-- INPUT RECORDS follows --

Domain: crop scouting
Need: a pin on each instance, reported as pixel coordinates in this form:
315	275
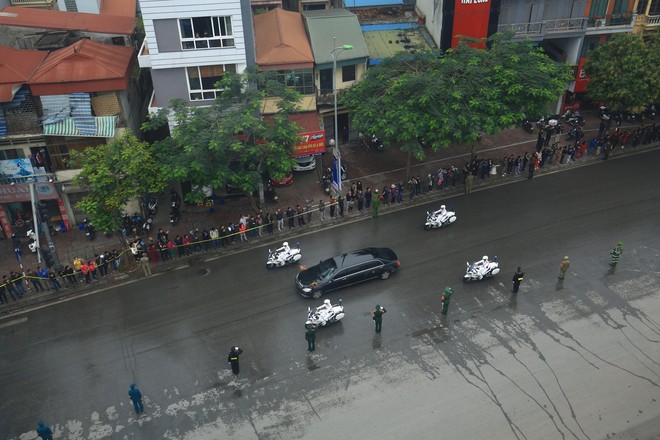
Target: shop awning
99	126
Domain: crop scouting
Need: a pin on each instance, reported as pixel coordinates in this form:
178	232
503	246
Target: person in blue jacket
44	431
136	397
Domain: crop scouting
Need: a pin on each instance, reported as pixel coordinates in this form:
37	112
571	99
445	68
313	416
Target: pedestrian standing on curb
234	353
517	279
377	316
310	336
469	180
136	397
445	299
616	252
146	265
44	431
322	210
375	204
563	267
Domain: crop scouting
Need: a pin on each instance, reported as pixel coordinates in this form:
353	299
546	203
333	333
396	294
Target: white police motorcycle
439	218
481	269
325	314
283	256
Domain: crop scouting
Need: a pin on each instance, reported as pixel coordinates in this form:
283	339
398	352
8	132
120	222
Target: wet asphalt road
579	361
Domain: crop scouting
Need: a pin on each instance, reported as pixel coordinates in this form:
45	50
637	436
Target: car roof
363	255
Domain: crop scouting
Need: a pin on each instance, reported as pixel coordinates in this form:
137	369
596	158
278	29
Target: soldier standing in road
446	298
44	431
563	267
517	279
375	204
146	264
234	353
616	253
378	317
136	397
310	336
469	180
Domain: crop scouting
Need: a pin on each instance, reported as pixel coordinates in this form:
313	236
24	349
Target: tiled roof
62	20
281	41
16	67
83	66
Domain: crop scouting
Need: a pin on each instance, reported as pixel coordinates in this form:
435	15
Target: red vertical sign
65	216
471	20
5	222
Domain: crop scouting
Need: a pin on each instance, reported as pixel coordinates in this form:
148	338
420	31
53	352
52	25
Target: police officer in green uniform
446	298
517	279
234	353
310	335
616	252
378	317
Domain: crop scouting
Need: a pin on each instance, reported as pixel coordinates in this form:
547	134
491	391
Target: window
206	32
300	80
348	73
202	80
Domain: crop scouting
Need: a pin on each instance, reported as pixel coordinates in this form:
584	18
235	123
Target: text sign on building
471	20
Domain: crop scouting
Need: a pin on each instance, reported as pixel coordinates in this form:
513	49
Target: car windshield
321	271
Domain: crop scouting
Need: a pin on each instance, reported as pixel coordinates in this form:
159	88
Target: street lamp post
335	152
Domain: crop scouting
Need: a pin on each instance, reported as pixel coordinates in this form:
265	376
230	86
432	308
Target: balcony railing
648	20
32	3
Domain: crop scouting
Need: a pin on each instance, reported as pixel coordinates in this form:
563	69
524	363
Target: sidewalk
373	169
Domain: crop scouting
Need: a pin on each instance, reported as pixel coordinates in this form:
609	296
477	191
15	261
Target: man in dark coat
234	353
136	397
517	279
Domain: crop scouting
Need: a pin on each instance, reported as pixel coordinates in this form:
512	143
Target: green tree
435	99
113	174
625	72
229	141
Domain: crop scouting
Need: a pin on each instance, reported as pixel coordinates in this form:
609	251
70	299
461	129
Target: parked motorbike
90	232
481	269
325	314
439	218
283	256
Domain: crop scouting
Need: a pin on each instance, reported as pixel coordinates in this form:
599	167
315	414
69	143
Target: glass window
205	32
348	73
202	80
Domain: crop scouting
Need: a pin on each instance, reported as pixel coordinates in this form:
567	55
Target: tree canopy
624	73
434	98
115	173
229	141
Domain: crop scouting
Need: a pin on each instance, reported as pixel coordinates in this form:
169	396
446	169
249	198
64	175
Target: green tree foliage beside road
114	174
230	142
435	99
624	73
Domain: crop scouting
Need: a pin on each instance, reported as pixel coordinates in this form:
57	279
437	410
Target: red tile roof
85	66
281	41
62	20
16	68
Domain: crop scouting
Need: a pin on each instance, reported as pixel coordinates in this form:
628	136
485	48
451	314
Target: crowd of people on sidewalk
357	199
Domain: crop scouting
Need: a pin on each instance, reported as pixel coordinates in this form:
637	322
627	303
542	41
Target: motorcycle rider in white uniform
325	310
483	265
441	213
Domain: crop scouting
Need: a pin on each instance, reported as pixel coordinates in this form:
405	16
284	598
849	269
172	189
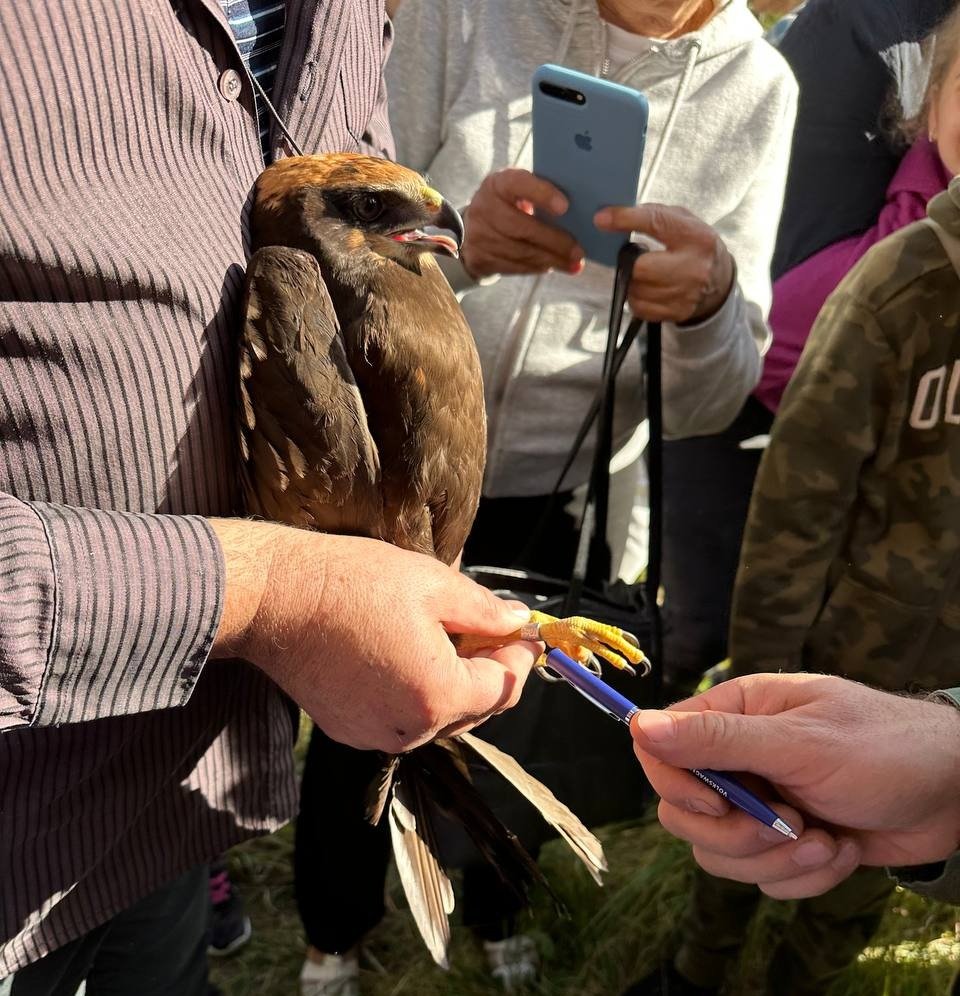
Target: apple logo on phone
583	141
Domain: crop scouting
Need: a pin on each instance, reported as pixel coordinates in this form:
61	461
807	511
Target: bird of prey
361	412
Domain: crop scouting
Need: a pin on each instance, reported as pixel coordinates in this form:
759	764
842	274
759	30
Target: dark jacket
847	56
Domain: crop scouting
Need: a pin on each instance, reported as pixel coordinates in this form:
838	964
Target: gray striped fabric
125	177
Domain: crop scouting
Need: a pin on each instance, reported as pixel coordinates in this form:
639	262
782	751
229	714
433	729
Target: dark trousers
340	860
707	483
157	947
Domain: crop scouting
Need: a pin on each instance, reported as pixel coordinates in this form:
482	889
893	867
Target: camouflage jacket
851	557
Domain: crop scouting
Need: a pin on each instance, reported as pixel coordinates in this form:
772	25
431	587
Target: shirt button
230	84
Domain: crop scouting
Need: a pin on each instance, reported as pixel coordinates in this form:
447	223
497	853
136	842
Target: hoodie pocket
869	636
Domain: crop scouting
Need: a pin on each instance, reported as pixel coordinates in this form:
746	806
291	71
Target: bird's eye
369	207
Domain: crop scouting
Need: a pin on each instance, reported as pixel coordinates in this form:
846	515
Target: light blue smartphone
588	140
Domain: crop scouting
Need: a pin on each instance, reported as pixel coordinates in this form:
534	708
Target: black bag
583	755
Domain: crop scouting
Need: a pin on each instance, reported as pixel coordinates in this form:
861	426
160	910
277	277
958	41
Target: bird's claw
587	642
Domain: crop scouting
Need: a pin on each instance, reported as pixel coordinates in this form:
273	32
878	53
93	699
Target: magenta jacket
800	293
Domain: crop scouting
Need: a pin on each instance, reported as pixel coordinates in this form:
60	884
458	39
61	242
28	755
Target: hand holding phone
504	234
588	141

-- INPUT RECORDS concluded --

§ **TASK STATEMENT**
When you reach a picture in the records above, pass over it and transcribe the rest exactly.

§ **TASK OUTPUT**
Domain: crop scouting
Need: a pin on each instance, reported as pixel coordinates in this form:
315	275
Target: shop awning
99	126
Domain: crop scouting
Need: a pin on each instance, reported as pixel coordinates in this form:
178	232
503	246
Target: person in blue jacket
44	431
136	397
Domain: crop scouting
Need: a pin on each instance, reported as pixel coordinates in this form:
37	112
571	99
445	68
313	416
Target: pedestrian standing on curb
234	353
517	279
377	316
310	336
469	180
136	397
445	299
616	252
146	265
44	431
322	210
375	204
563	267
Domain: crop scouting
Need: a pin on each instance, reported as pixel coordinates in this form:
353	299
546	203
333	333
396	294
Target: white police motorcycle
439	218
481	269
325	314
283	256
Domain: crop scouting
Need: a pin on each instance, reported as pixel coordinates in this form:
283	339
398	352
8	132
120	222
Target: wet asphalt road
579	361
Domain: crop scouting
Need: a pin on each instance, reported as pixel coordinates in this form:
45	50
637	436
Target: car roof
363	255
Domain: crop scouting
Need: a pin on each instance, reported as pixel coordinates in this form:
137	369
596	158
278	29
Target: soldier standing in road
446	298
44	431
563	267
517	279
375	204
146	264
234	353
616	253
378	317
136	397
310	336
469	180
Domain: crop scouting
Need: a pin on each instance, reported as pixel coordinates in this form:
313	236
24	349
Target: tiled roof
62	20
281	41
16	67
83	66
Domain: crop scouting
Need: a pin on each instance, reported as pixel coordinates in this form:
435	15
Target: red vertical sign
65	216
471	20
5	222
Domain: crop scouting
Need: a pin on each instance, reported as pixel coordinates in this form:
148	338
420	31
53	352
52	25
Target: police officer in green uniform
446	298
517	279
234	353
310	335
616	252
378	317
Domain: crop scouting
Need: a pin on each instance, reported as pixel coordinates in this form:
547	134
491	391
Target: window
206	32
300	80
348	73
202	80
Domain: crop scouting
Need: a pin on each instance, reported as pixel coordinates in this form:
584	18
235	123
Target: text sign on building
471	20
Domain: crop scouting
Need: a pin on each instance, reported as pixel coordinates in this form:
513	49
Target: car windshield
321	271
Domain: crop scouting
Need: a pin on each instance, reported as pixel coordinates in this form:
159	88
Target: street lamp post
335	152
Domain: crop scouting
Need: a pin on each instance, reported as pixel coordinates in this form:
265	376
230	86
432	308
Target: balcony railing
648	20
32	3
Domain: crop scouting
Need: a pin on each instance, reported as pixel coordinates in this form:
563	69
524	363
Target: sidewalk
373	169
Domain: crop scouting
Need: a pin on each instance, reported as pixel coordinates in this form:
609	296
477	191
15	261
Target: man in dark coat
234	353
136	397
517	279
Domain: crop scouting
Need: a pin on each instance, reported as pixel coordinates in this form:
512	143
Target: green tree
435	99
113	174
625	72
229	141
Domain: crop scouting
Need: a pin on each instance, reported as pixel coordinates in this form:
609	251
70	299
461	129
Target: parked motorbike
90	232
481	269
325	314
439	218
283	256
Domain: crop scouting
Need: a pin on each instance, reported as pixel coordinates in this form:
599	167
315	414
69	143
Target: glass window
205	32
348	73
202	80
Domain: crop scouting
Need: a pin on each instance, reported as pixel coordinates in this form:
567	55
Target: tree canopy
624	73
434	98
115	173
229	141
Domain: crop scouting
Need: a pin on each instance, reported as pixel coordinates in this form:
169	396
446	169
249	198
64	175
Target: green tree foliage beside road
114	174
230	142
435	99
624	73
Domain: crop scouting
Need: a pin on each instance, reported as pixel coordinates in this form:
57	279
437	410
Target: red tile roof
85	66
281	41
62	20
16	68
Domain: crop scouting
Need: a pin on each instance, reported as pixel coordinates in this form:
628	136
485	48
451	314
Target: crowd of people on sidewalk
357	199
Domain: crop scouting
Need: a pin on each instance, reported as pixel coordinates in this form:
637	322
627	303
542	41
Target: motorcycle rider in white uniform
325	310
483	265
441	213
Domain: crop scouting
Need: a pin on each instance, reported as pixel coordinates in this form:
405	16
284	598
849	269
172	189
Target: apple logo on phone
583	141
Domain: crop scouting
Need: a pin on each instance, reported as pixel coordinates in this form:
61	461
807	511
Target: bird of prey
361	412
Domain: crop scouting
Need: a pin on each instance, reported as pixel coordinates in this form:
759	764
842	274
759	30
Target: dark jacket
847	56
Domain: crop scouting
Need: a pin on each instance, reported as pixel coordinates in this form:
838	964
Target: gray striped fabric
125	177
Domain: crop scouting
Need: a pin on each instance, reported as pixel coordinates in this form:
639	262
782	751
229	714
433	729
Target: dark trousers
340	860
707	483
157	947
Domain: crop scouting
Need: a pin on each instance, reported as pixel coordinates in this form:
482	889
893	867
Target: camouflage jacket
851	557
Domain: crop scouting
Need: a pin on each instance, reported as pixel coordinates in this form:
772	25
431	587
Target: shirt button
230	84
Domain: crop scouting
Need: a pin on each instance, reported as pixel coordinates in this form:
447	223
497	853
136	842
Target: hoodie pocket
869	636
Domain: crop scouting
Need: a pin on each instance, reported as pixel coordinates in this form:
746	806
291	71
Target: bird's eye
369	207
Domain: crop scouting
Need: a pin on each instance, reported as pixel coordinates in this form:
846	515
Target: light blue smartphone
588	140
Domain: crop scouting
Need: a pin on each instance, reported as pixel coordinates in this form:
534	708
Target: black bag
583	755
Domain: crop scouting
Need: a pin on each instance, reported as pixel coordinates in this form:
861	426
160	910
277	277
958	41
Target: bird's claw
587	642
Domain: crop scouting
Need: a pin on each instance, reported as pixel coordinates in this form:
273	32
878	53
93	699
Target: magenta jacket
800	293
Domain: crop scouting
Need: a pin on each instance, reported as pixel coordinates in this form:
60	884
458	39
61	242
28	755
Target: hand holding phone
504	234
588	141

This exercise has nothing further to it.